_Consegna A_. Per favore, riscrivi le righe dei record comprese tra quella che contiene "form [(491, 476)]." e quella che contiene "[(772, 451), (1051, 678), (320, 720)]", estremi inclusi e richieste comprese, ridimensionando le coordinate dei punti nelle risposte: moltiplicale per 0,4 e arrotonda all'intero, con le metà per eccesso. Lascia invariati i numeri delle richieste e dei loro esempi di formato.

━━━━━━━━━━

Intanto, dall’altra parte della linea, all’Exit, c’è Massimo che, con i suoi occhioni neri, osserva tutto. Ha 26 anni e studia Scienze politiche. Sogna di fare lo scrittore. Legge cinque libri a settimana e preferisce gli autori orientali. Ha conosciuto l’Exit frequentando il Roket, quattro anni fa, con i suoi amici, ex compagni di scuola. Oggi ci sono anche i nuovi amici dell’Exit. Tra i due locali però preferisce quello etero: “Al Roket – dice Massimo – non importa chi sei. Qui invece c’è la tendenza a chiudersi, a nascondersi”. E anche lui si nasconde: lo fa a casa con i genitori, lo fa di giorno tra la gente. La sera invece si sente libero di svelare la propria identità. E non è il solo. Giuseppe ha 47 anni, e frequenta l’Exit dal ’97. È impiegato in un ente pubblico, e questo gli impedisce di dare il suo cognome, di farsi scattare una foto.

Tra luci soffuse e profumi orientali, l’Exit accoglie una clientela di tutte le età: dai 18 ai 60 anni. Qui, si conoscono tutti. Tony Cacace, 49 anni, lavora in un’agenzia di viaggi. Frequenta il locale da sempre. Tony ricorda con piacere la prima festa organizzata all’Exit, quando il locale era relegato in una stanza. Il pub, infatti, è nato dodici anni fa come associazione culturale con 3500 tesserati: prima confinati in una stanza per nascondersi “dagli occhi” della piazza, adesso, anche all’aperto, sotto la luna. Un cambiamento che è stato possibile “grazie al coraggio del nostro amico, Gaetano”, spiegano i clienti. Gaetano Marchese è il titolare dell’Exit – unico locale gay della città – che per anni ha fatto da “scudo”, tra insulti e uova lanciate contro il locale dai ragazzini, e la disapprovazione del parroco della chiesa. Oggi l’atmosfera è rilassata. In più, ogni venerdì sera, Gaetano offre un diversivo ai clienti: prende in affitto il Rise up, una discoteca in via Ugo La Malfa, dove si esibiscono le “Drag Queen”. Serate che hanno riscosso successo anche tra gli etero, tanto che, per limitarne l’accesso, sono nate delle card numerate.

All’Exit, ci sono Francesco e Salvo. Vivono insieme da 7 anni. Loro viaggiano molto, sentono il bisogno di evadere: “A Roma, Berlino, Parigi, Praga la sessualità viene vissuta liberamente. Si è prima di tutto persone. Poi omosessuali. Palermo è una città tollerante ma non accogliente”, raccontano. Intanto, un amico si avvicina per salutarli e bacia Francesco sulle labbra. Ma Salvo dice di non essere geloso: “Non vedo niente di male in un bacio. Il nostro mondo lascia da parte l’ipocrisia tipica degli eterosessuali”. Poco più avanti, sedute ad un tavolo sotto il gazebo, ci sono Catia e la sua compagna: lei non vuole parlare. Catia ha 35 anni e fa la contabile. Non vuole dare il suo cognome: si chiude di fronte ad una società siciliana che definisce ancora arretrata. Preferisce parlare dei suoi progetti con la fidanzata: “Stiamo insieme da tre anni – dice – e presto andremo a convivere”. Alle 3 del mattino i due locali sono ancora pieni di gente. Mohanmed, il posteggiatore, è già andato via: domattina dovrà alzarsi presto per fare il lavavetri. Lui viene dal Bangladesh, ha 29 anni, e da cinque vive a Palermo.

━━━━━━━━━━

_Consegna B_. Secondo il testo sull'Exit, in quale via si trova la discoteca Rise up?

━━━━━━━━━━

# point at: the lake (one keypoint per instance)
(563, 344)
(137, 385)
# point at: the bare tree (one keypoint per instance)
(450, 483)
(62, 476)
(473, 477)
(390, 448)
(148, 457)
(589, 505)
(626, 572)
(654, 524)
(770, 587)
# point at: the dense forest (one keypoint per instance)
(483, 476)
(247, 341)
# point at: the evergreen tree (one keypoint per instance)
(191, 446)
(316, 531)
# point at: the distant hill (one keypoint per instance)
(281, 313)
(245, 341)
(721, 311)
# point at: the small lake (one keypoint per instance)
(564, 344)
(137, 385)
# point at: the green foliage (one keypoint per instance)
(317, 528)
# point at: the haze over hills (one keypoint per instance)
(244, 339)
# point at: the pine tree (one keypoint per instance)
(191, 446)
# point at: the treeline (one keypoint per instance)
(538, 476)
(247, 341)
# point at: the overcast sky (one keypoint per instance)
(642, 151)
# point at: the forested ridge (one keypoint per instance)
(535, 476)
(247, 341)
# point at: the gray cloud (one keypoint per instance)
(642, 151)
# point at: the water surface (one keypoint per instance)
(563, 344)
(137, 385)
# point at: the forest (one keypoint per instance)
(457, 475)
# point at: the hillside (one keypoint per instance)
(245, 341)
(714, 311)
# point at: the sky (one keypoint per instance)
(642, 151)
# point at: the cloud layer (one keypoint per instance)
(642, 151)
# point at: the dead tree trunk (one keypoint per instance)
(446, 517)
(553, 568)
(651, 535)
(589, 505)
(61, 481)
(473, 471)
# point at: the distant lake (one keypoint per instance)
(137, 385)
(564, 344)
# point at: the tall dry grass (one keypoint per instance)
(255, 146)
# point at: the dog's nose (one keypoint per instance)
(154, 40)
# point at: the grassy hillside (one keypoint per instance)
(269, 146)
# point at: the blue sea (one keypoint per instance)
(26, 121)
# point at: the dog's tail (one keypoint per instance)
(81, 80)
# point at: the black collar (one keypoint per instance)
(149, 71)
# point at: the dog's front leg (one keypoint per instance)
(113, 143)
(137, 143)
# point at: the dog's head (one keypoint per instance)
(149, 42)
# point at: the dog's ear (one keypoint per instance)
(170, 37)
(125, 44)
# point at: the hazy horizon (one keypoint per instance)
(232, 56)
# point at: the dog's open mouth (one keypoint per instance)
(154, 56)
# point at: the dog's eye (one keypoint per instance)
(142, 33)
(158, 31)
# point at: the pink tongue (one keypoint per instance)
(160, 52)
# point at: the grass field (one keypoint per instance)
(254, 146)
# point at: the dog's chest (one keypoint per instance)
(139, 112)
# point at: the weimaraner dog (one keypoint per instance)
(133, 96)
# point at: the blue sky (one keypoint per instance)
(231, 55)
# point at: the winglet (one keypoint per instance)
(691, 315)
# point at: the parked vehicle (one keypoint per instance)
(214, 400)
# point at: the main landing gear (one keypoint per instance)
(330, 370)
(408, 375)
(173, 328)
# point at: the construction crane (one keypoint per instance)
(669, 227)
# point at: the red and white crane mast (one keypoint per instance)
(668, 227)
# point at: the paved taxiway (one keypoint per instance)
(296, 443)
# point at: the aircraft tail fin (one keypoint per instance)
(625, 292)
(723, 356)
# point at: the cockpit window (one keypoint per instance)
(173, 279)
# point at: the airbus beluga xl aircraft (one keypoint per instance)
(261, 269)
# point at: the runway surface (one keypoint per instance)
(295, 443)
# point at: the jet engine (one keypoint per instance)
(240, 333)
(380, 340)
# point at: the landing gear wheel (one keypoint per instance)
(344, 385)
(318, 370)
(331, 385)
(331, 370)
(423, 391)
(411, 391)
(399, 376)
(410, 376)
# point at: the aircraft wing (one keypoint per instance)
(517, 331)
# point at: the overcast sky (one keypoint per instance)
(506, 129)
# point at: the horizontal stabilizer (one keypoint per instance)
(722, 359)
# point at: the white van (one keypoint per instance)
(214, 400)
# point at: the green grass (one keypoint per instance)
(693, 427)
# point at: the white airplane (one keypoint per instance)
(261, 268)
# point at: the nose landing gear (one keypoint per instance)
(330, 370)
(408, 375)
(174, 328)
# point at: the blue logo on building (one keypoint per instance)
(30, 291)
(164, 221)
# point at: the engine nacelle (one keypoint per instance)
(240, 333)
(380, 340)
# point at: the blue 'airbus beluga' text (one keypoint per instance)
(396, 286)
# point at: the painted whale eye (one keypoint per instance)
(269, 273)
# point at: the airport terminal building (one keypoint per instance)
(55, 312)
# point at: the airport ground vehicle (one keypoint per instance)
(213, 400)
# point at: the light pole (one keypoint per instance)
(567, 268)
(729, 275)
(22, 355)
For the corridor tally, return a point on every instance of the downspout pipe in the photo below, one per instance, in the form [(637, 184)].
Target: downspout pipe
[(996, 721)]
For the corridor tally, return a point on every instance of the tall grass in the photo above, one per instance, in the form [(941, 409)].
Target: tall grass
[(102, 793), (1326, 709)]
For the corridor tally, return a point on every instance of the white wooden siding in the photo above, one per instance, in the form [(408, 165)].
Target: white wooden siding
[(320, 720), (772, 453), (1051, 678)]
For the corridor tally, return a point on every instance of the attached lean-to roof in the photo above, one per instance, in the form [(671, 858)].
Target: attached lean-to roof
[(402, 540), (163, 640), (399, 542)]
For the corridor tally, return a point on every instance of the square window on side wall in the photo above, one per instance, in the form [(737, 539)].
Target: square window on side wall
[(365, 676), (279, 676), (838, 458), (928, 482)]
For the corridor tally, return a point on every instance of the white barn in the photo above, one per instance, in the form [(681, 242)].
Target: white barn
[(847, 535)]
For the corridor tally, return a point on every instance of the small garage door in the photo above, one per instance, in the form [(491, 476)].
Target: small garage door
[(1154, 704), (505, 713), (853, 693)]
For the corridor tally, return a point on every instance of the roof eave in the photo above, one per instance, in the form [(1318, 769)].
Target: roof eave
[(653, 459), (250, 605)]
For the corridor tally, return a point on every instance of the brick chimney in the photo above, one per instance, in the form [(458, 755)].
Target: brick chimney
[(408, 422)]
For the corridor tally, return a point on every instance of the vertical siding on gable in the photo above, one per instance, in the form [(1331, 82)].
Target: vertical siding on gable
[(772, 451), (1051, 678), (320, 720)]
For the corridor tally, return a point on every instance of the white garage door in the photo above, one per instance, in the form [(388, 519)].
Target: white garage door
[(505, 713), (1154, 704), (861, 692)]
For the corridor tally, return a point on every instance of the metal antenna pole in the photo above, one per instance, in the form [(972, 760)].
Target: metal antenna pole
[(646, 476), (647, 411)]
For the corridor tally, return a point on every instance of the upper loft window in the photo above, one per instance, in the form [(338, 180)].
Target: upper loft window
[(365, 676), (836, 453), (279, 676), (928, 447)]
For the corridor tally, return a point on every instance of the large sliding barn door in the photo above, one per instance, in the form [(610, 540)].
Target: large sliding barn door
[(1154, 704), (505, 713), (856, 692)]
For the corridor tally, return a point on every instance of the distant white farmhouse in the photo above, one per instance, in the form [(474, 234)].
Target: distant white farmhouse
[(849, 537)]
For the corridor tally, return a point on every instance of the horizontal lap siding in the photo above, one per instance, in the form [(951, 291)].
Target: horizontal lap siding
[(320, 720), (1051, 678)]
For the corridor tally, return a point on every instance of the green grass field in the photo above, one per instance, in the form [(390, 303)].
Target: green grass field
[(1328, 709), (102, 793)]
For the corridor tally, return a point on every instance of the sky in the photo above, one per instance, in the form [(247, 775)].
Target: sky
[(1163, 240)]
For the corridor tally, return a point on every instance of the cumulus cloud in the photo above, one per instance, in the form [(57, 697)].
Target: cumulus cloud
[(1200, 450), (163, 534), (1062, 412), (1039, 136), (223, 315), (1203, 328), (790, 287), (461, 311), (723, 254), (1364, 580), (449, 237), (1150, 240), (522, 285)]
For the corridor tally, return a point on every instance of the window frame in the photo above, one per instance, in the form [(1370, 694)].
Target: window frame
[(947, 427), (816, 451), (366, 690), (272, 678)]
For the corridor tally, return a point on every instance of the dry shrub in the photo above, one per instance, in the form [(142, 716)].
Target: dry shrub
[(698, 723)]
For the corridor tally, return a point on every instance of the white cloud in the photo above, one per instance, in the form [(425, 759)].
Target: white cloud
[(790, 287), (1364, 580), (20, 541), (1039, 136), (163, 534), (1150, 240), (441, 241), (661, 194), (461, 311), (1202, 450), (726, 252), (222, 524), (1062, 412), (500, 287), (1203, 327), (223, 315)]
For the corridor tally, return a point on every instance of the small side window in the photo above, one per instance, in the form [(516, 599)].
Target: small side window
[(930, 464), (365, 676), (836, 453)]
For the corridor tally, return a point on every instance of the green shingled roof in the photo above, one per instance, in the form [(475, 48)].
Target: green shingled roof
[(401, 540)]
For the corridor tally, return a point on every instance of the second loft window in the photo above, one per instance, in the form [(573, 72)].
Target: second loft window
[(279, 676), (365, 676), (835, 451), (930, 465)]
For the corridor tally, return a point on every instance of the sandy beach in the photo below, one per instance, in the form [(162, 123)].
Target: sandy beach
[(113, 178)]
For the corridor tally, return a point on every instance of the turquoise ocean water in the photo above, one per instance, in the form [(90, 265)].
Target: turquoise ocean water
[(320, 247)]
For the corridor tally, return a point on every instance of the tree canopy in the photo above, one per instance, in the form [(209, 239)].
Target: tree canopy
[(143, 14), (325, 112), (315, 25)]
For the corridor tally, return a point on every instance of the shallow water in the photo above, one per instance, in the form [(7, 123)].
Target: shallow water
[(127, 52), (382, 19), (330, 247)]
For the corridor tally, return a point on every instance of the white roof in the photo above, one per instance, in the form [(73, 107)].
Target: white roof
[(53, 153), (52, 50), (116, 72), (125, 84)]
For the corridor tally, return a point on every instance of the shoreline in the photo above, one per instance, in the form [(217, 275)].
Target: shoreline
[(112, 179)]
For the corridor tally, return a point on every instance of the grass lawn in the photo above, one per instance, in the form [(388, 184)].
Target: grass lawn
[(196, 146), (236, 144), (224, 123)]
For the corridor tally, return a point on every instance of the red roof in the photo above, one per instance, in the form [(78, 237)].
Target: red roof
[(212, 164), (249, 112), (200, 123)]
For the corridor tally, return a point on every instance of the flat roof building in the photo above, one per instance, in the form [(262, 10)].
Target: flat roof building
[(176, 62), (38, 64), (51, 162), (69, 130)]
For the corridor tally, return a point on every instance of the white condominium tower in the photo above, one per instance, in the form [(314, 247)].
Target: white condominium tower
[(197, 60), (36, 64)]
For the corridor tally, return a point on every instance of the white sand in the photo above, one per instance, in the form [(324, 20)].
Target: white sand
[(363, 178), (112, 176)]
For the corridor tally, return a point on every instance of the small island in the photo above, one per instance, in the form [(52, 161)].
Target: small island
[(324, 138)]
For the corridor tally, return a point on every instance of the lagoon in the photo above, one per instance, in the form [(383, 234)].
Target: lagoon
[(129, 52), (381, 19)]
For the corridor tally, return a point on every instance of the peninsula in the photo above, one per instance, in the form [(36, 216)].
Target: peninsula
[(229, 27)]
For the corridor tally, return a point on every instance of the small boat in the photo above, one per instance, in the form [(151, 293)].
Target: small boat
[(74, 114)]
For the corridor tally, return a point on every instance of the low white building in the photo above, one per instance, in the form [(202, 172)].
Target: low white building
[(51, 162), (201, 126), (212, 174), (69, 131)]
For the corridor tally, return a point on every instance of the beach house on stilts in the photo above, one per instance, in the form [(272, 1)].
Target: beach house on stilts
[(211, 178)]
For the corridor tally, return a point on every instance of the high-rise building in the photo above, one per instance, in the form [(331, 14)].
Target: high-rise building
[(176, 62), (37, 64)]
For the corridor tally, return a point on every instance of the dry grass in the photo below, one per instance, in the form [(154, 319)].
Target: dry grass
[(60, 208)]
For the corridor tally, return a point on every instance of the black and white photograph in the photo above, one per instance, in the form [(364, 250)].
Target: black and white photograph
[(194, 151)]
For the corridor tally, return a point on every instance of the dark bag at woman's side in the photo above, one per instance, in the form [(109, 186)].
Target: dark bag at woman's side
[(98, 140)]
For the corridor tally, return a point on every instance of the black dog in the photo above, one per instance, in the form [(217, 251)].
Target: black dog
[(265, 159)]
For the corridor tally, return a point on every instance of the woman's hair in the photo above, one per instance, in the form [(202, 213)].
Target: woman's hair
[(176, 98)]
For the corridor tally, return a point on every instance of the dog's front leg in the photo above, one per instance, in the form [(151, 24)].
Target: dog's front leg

━━━━━━━━━━

_Svolgimento A_.
For the corridor tally, return a point on every instance of the small garage door in the photo above, one per instance, in the form [(491, 476)].
Target: small garage door
[(462, 282), (202, 285), (341, 277)]
For the corridor tally, return a point on every instance of the roof eave in the photo above, one per instance, in the form [(1318, 769)].
Target: roof eave
[(261, 184), (100, 242)]
For the corridor tally, return a point on every instance of the brick chimney in the photo above, one per instance, in the form [(458, 755)].
Target: brick chimney
[(163, 169)]
For the corridor tally, return a point on every instance of the vertical siding on gable in the photo above, one per instance, in the form [(1331, 82)].
Target: vertical siding on gable
[(309, 180), (420, 271), (128, 288)]

_Svolgimento B_. In via Ugo La Malfa.